RECORD EXTRACTS
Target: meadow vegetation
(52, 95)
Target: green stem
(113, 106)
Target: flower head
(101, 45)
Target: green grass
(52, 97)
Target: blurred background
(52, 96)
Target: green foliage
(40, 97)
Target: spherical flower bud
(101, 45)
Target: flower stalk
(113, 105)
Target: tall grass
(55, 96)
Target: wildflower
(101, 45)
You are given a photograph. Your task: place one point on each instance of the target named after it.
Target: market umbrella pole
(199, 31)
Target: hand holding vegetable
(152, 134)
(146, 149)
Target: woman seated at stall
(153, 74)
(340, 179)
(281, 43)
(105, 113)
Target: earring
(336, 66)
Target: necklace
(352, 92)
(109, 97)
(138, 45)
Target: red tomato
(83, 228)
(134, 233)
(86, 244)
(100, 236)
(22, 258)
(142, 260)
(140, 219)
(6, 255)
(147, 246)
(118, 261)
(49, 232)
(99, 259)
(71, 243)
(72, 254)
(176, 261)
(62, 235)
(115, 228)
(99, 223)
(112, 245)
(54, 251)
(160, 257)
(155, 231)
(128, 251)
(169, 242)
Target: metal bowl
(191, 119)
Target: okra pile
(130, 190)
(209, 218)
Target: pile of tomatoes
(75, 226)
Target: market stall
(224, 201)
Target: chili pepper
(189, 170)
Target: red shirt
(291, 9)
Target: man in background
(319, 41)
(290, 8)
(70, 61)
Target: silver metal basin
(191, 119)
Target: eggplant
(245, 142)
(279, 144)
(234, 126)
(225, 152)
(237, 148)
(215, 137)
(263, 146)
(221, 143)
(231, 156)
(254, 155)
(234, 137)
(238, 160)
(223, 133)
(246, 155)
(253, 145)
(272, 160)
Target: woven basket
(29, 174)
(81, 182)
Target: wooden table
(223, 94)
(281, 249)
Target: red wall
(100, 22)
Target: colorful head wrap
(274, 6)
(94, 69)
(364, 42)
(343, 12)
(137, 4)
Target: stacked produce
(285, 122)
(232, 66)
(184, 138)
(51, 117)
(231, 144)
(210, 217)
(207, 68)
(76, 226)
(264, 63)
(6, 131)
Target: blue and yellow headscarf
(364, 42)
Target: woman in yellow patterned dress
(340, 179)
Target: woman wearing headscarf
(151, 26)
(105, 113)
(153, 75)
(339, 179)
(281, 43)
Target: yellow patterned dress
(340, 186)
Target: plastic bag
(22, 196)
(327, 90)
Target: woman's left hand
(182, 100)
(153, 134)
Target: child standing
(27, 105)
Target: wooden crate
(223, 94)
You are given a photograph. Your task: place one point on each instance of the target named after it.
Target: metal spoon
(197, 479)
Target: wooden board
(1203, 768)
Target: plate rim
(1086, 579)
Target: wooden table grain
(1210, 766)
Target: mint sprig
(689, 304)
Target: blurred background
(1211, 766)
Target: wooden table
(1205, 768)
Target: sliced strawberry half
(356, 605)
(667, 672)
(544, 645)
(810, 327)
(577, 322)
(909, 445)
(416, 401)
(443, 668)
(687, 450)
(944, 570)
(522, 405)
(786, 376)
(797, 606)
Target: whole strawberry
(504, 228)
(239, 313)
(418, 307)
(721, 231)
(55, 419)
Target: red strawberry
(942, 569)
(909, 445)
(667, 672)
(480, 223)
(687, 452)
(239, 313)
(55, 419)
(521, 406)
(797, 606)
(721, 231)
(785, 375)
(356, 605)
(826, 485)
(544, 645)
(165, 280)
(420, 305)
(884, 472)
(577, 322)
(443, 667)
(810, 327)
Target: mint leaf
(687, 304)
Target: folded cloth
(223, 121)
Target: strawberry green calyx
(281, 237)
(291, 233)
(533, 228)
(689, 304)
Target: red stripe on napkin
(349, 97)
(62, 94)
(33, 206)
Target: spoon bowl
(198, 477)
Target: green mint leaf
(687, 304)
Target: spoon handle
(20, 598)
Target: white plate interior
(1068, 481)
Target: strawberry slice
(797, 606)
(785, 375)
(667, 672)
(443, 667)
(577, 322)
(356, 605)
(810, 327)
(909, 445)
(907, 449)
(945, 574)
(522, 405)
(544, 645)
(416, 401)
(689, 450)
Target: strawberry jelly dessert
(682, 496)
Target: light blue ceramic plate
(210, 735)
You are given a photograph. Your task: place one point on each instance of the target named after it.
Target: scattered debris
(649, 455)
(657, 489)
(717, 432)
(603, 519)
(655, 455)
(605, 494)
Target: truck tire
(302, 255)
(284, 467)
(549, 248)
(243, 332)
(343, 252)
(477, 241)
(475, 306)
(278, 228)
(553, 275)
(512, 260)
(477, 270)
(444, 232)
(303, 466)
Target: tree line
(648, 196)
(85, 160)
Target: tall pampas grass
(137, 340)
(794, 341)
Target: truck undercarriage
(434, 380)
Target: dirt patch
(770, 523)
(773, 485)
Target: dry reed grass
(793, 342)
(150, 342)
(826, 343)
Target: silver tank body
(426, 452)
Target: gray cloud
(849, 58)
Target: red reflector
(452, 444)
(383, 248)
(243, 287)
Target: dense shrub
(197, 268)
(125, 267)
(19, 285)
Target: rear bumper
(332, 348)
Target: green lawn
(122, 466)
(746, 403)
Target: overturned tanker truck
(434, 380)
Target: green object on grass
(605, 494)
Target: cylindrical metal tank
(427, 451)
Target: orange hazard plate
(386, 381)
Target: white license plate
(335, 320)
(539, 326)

WORK ITEM
When you repeat the data, keep each line exactly as given.

WRITTEN RESPONSE
Target: meadow vegetation
(52, 95)
Target: green stem
(113, 106)
Target: flower head
(101, 45)
Target: green grass
(52, 97)
Target: blurred background
(52, 96)
Target: green foliage
(40, 97)
Target: spherical flower bud
(101, 45)
Target: flower stalk
(113, 105)
Target: tall grass
(55, 96)
Target: wildflower
(101, 45)
You are given a photograph. Your task: place one point on each instance of the target named after it.
Target: market umbrella pole
(199, 31)
Target: hand holding vegetable
(152, 134)
(146, 149)
Target: woman seated at stall
(153, 74)
(340, 179)
(281, 43)
(105, 113)
Target: earring
(336, 66)
Target: necklace
(352, 92)
(109, 97)
(138, 45)
Target: red tomato
(83, 228)
(134, 233)
(86, 244)
(100, 236)
(22, 258)
(142, 260)
(140, 219)
(6, 255)
(147, 246)
(118, 261)
(49, 232)
(99, 259)
(71, 243)
(72, 254)
(176, 261)
(62, 235)
(115, 228)
(99, 223)
(112, 245)
(54, 251)
(160, 257)
(155, 231)
(128, 251)
(169, 242)
Target: metal bowl
(191, 119)
Target: okra pile
(130, 190)
(209, 218)
Target: pile of tomatoes
(75, 226)
Target: market stall
(224, 201)
Target: chili pepper
(189, 170)
Target: red shirt
(291, 9)
Target: man in background
(319, 41)
(290, 8)
(70, 61)
Target: silver metal basin
(191, 119)
Target: eggplant
(245, 142)
(279, 144)
(234, 126)
(225, 152)
(237, 148)
(215, 137)
(263, 146)
(221, 143)
(231, 156)
(254, 155)
(234, 137)
(238, 160)
(223, 133)
(246, 155)
(253, 145)
(272, 160)
Target: woven basket
(29, 174)
(81, 182)
Target: wooden table
(223, 94)
(281, 249)
Target: red wall
(100, 22)
Target: colorful head wrap
(274, 6)
(94, 69)
(364, 42)
(343, 12)
(137, 4)
Target: stacked produce
(285, 122)
(232, 66)
(184, 138)
(51, 117)
(231, 144)
(210, 217)
(207, 68)
(76, 226)
(264, 63)
(6, 131)
Target: blue and yellow headscarf
(364, 42)
Target: woman in yellow patterned dress
(340, 179)
Target: woman wearing headscarf
(151, 26)
(105, 113)
(153, 75)
(339, 179)
(281, 43)
Target: yellow patterned dress
(340, 186)
Target: plastic bag
(22, 196)
(327, 90)
Target: woman's left hand
(182, 100)
(153, 134)
Target: child standing
(27, 105)
Target: wooden crate
(223, 94)
You are given a photograph. Your task: place one point on each instance of the target named after it.
Target: metal spoon
(197, 479)
Target: wooden board
(1203, 768)
Target: plate rim
(1086, 579)
Target: wooden table grain
(1210, 766)
Target: mint sprig
(689, 304)
Target: blurred background
(1211, 766)
Target: wooden table
(1205, 768)
Target: sliced strawberry half
(356, 605)
(667, 672)
(544, 645)
(810, 327)
(577, 322)
(909, 445)
(416, 401)
(443, 668)
(687, 450)
(944, 570)
(522, 405)
(786, 376)
(797, 606)
Target: whole strawberry
(504, 228)
(239, 313)
(418, 307)
(721, 231)
(55, 419)
Target: red strawberry
(942, 569)
(909, 445)
(667, 672)
(480, 223)
(687, 452)
(239, 313)
(55, 419)
(521, 406)
(797, 606)
(721, 231)
(785, 375)
(356, 605)
(826, 485)
(544, 645)
(165, 280)
(420, 305)
(884, 472)
(577, 322)
(443, 667)
(810, 327)
Target: mint leaf
(687, 304)
Target: folded cloth
(223, 121)
Target: strawberry green calyx
(281, 237)
(291, 233)
(533, 228)
(689, 304)
Target: red stripe on napkin
(349, 97)
(62, 94)
(33, 206)
Target: spoon bowl
(198, 477)
Target: green mint leaf
(687, 304)
Target: spoon handle
(20, 598)
Target: white plate interior
(1068, 481)
Target: strawberry slice
(797, 606)
(785, 375)
(667, 672)
(443, 667)
(577, 322)
(356, 605)
(810, 327)
(909, 445)
(907, 449)
(945, 574)
(522, 405)
(544, 645)
(416, 401)
(689, 450)
Target: strawberry jelly dessert
(682, 496)
Target: light blue ceramic plate
(210, 735)
You are given a photograph. Your task: place one point on each instance of the target named after it.
Target: scattered debris
(649, 455)
(657, 489)
(717, 432)
(603, 519)
(655, 455)
(605, 494)
Target: truck tire
(302, 255)
(284, 467)
(549, 248)
(243, 332)
(343, 252)
(477, 241)
(475, 306)
(278, 228)
(553, 275)
(512, 260)
(477, 270)
(444, 232)
(303, 466)
Target: tree line
(648, 196)
(85, 160)
Target: tall pampas grass
(137, 340)
(794, 341)
Target: truck undercarriage
(434, 380)
Target: dirt patch
(770, 523)
(773, 485)
Target: dry reed grass
(793, 342)
(150, 342)
(826, 343)
Target: silver tank body
(426, 452)
Target: gray cloud
(849, 58)
Target: red reflector
(452, 444)
(383, 248)
(243, 287)
Target: dense shrub
(197, 268)
(125, 267)
(19, 285)
Target: rear bumper
(332, 348)
Target: green lawn
(122, 466)
(746, 403)
Target: overturned tanker truck
(434, 380)
Target: green object on grass
(605, 494)
Target: cylindrical metal tank
(427, 451)
Target: orange hazard plate
(386, 381)
Target: white license plate
(335, 320)
(539, 326)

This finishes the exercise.